>> BEGIN SUPPLIED RECORDS
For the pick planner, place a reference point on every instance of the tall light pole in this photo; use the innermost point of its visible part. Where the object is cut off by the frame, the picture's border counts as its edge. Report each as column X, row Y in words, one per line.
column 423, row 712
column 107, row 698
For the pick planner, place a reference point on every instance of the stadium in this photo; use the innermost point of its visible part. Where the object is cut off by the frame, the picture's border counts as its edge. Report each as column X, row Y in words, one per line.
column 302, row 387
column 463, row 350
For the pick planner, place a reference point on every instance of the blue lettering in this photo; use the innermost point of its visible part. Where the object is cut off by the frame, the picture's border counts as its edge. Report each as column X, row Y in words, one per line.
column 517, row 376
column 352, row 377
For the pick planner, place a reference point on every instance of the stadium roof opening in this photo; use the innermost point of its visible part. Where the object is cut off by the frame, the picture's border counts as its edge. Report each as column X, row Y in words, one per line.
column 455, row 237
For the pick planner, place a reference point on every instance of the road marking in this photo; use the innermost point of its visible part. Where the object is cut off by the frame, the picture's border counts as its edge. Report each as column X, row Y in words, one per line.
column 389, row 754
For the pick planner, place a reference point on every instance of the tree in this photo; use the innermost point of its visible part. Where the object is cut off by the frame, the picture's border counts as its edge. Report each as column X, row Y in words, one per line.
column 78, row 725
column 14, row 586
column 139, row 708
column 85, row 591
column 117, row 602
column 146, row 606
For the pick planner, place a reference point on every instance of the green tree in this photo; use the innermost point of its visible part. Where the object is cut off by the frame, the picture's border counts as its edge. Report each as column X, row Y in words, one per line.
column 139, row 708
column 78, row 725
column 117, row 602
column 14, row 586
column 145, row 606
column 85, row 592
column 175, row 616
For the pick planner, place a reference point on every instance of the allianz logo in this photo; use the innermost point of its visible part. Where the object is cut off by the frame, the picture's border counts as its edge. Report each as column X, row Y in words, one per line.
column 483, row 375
>> END SUPPLIED RECORDS
WORK INSTRUCTIONS: Return all of the lines above word for word, leaving nothing out and adding nothing.

ANSWER TO THE EXERCISE:
For the pick planner, place a reference point on every instance of the tall light pole in this photo; use the innermost point of its visible part. Where the object is cut off by the frame, the picture's border counts as its edge. Report each as column X, row Y in words, one per line.
column 423, row 712
column 107, row 698
For the pick planner, place a reference point on every instance of the stadium in this photo; use the innermost point of its visible part. Where the object is cut off by the frame, the picture's border counts as its edge. Report each as column X, row Y in words, one per line.
column 302, row 387
column 463, row 350
For the pick planner, place a reference point on every instance of the blue lettering in this photo; use the innermost point of its visible part. Where the object is cut off by the frame, the picture's border counts as its edge. Report each as column X, row Y in words, one per line.
column 517, row 376
column 352, row 377
For the pick planner, place a reference point on every instance of the stadium roof opening in this photo; use the innermost point of its visible part. Where the object is cut off by the frame, the picture's border counts as its edge. Report each as column X, row Y in words, one per line.
column 455, row 237
For the pick planner, place a reference point on every instance of the road marking in this photo; use the innermost point of its visible part. Where the object is cut off by the frame, the picture's border counts as its edge. Report each as column X, row Y in words, one per line.
column 389, row 754
For the pick planner, place a reference point on every instance of the tree in this photo; use the innermost point of its visible part. Where the object is cut off by the frame, the picture's border counts as its edge. Report each as column X, row Y in words, one per line.
column 78, row 725
column 14, row 586
column 139, row 708
column 85, row 591
column 117, row 602
column 146, row 606
For the pick planner, place a reference point on every instance of the green tree in this photo; use the innermost point of its visible part. Where the object is cut off by the frame, the picture's border counts as its edge. Report each as column X, row Y in words, one per line.
column 139, row 708
column 78, row 725
column 117, row 602
column 14, row 586
column 145, row 606
column 85, row 592
column 175, row 616
For the pick planner, place a reference point on every instance of the allianz logo in this photo; use the innermost point of its visible part. Where the object is cut off by the frame, the picture's border counts as its edge. Report each as column X, row Y in words, one per line.
column 483, row 375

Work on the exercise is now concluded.